Task objective: Repeat every record below exactly as it appears.

=== Listed records ===

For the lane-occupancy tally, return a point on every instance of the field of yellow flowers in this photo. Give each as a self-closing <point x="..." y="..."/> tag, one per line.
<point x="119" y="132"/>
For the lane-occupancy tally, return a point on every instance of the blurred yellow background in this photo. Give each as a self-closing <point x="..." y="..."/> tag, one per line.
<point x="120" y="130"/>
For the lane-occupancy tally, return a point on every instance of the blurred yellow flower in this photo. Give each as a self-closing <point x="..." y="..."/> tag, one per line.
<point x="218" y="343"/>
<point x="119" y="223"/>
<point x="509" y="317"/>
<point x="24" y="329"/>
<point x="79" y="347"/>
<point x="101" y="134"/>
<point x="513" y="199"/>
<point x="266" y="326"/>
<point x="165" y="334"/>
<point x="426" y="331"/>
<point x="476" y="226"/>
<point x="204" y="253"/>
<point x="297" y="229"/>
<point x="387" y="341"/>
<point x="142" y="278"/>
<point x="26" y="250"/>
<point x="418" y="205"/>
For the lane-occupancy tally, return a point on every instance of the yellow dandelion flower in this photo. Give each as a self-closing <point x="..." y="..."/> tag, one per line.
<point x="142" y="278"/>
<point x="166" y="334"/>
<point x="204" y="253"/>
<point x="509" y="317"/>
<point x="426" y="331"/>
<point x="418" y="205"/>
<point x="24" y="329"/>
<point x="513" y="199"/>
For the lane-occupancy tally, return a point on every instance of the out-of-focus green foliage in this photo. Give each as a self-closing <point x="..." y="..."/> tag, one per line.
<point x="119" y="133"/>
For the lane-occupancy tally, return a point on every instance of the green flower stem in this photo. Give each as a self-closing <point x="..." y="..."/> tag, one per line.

===

The response:
For the lane-occupancy tally, return a point on every instance of the field of yellow flowers in this photo. Give each as a self-closing <point x="..." y="..."/> tag, one per line.
<point x="119" y="132"/>
For the lane-occupancy tally, return a point on every instance of the blurred yellow background in this photo. Give each as a self-closing <point x="..." y="..."/> tag, one per line.
<point x="120" y="130"/>
For the lane-occupancy tally, return a point on every instance of the blurred yellow flower in this photo. Give each as a self-closing <point x="..." y="..."/> tag, one per line.
<point x="218" y="343"/>
<point x="119" y="223"/>
<point x="509" y="317"/>
<point x="24" y="329"/>
<point x="79" y="347"/>
<point x="101" y="134"/>
<point x="513" y="199"/>
<point x="266" y="326"/>
<point x="165" y="334"/>
<point x="426" y="331"/>
<point x="476" y="226"/>
<point x="204" y="253"/>
<point x="297" y="229"/>
<point x="387" y="341"/>
<point x="142" y="278"/>
<point x="26" y="250"/>
<point x="418" y="205"/>
For the lane-occupancy tally, return a point on every instance of the yellow dandelion flower in this photo. Give each as a self-closing <point x="..." y="..."/> tag, one per line.
<point x="142" y="278"/>
<point x="166" y="334"/>
<point x="204" y="253"/>
<point x="509" y="317"/>
<point x="426" y="331"/>
<point x="418" y="205"/>
<point x="24" y="329"/>
<point x="513" y="199"/>
For the lane-occupancy tally, return a point on every instance of the out-of-focus green foliage in this photo. Give each as a self-closing <point x="..." y="..."/> tag, one per line.
<point x="119" y="133"/>
For the lane-occupancy tally, return a point on every instance of the green flower stem in this photo. Give each as a self-closing <point x="..." y="..."/> tag, one per line.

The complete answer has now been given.